Intersex Fish Showing Up in Pennsylvania Rivers
Editor's Note: This story was updated on Tuesday (July 1) at 10:25 a.m. E.T.
Scientists found intersex fish in three river basins in Pennsylvania, a sign that the water may be tainted with chemicals from human activity.
Male smallmouth bass with female characteristics — namely, immature egg cells in their testes — were discovered in the drainage areas of the Susquehanna, Delaware and Ohio rivers, according to a new study led by the U.S. Geological Survey (USGS).
Such abnormalities are linked to estrogen-mimicking chemicals, which likely got into rivers and streams from agricultural runoff and human waste, the researchers said. [12 Worst Hormone-Disrupting Chemicals & Their Health Effects]
"The sources of estrogenic chemicals are most likely complex mixtures from both agricultural sources, such as animal wastes, pesticides and herbicides, and human sources from wastewater treatment plant effluent and other sewage discharges," study author Vicki Blazer, a fish biologist with the USGS, said in a statement.
Estrogenic chemicals disrupt the endocrine system, which regulates the release of hormones like estrogen and testosterone, interfering with the fish's ability to reproduce.
Bass seem to be especially prone to becoming intersex when exposed to estrogenic compounds, Blazer and colleagues said. Researchers with the USGS previously found intersex smallmouth bass in the Potomac River Basin, similarly linked to endocrine-disrupting chemicals, or EDCs.
For the new study, Blazer and colleagues collected fish from 16 sites in the Susquehanna, Delaware and Ohio river basins. Intersex males were found at every site where smallmouth bass were collected, and the severity of their condition was generally worse in places just downstream from wastewater treatment plants, the researchers found.

◆ WHAT TO DO
Continue the article on intersex fish in Pennsylvania rivers from where it stops.

◆ INFORMATION GIVEN
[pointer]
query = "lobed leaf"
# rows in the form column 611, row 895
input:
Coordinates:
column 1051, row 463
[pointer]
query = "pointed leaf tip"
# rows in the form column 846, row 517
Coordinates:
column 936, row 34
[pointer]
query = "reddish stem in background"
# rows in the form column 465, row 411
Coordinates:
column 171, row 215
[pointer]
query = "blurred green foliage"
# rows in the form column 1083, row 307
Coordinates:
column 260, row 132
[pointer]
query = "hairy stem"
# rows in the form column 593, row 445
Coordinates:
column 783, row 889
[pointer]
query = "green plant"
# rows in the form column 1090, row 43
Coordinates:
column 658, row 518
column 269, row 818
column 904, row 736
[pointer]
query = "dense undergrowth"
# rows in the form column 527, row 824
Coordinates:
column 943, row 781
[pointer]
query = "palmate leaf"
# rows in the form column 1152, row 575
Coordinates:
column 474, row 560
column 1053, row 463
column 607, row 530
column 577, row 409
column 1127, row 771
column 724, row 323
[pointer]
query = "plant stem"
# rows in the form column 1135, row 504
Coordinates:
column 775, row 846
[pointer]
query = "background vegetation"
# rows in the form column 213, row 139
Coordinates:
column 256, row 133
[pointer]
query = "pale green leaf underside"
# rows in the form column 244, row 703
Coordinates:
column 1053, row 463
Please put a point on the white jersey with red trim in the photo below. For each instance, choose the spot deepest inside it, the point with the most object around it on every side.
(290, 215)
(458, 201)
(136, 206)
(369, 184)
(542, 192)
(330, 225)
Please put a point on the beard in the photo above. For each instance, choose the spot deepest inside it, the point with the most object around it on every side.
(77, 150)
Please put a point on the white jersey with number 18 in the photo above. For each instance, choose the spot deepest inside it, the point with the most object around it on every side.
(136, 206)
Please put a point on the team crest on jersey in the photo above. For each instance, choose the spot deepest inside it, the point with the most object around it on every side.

◆ OUTPUT FOR THIS TASK
The researchers also sampled white suckers and redhorse suckers. Neither species showed signs of intersex characteristics, although the team did find an egg cell precursor in the blood of some white suckers.
The most common hormone found in water and soil samples was estrone, a potent EDC often found in sewage from wastewater plants and the manure of animals like cows, chickens and pigs, the researchers said.
It's not clear exactly what the study means for humans, but Blazer said, "I think any findings on the effects of endocrine disruptors may have implications for humans who can be exposed via the water they drink but also through other ways."
Endocrine-disrupting chemicals can be found in pharmaceutical drugs, personal care products, herbicides and pesticides, but the difference is fish are constantly exposed to what's in the water, Blazer told Live Science in an email.
"Certainly, there are some ways scientists are beginning to discover and understand EDC effects on humans, although, as you might expect, it is much harder to prove as we can't experimentally expose humans," Blazer said. However, conditions like low sperm counts and testicular cancer in men, as well as breast cancer, obesity and autism have been linked to EDC exposure, she added.
The findings were published online in the journal Environmental Monitoring and Assessment.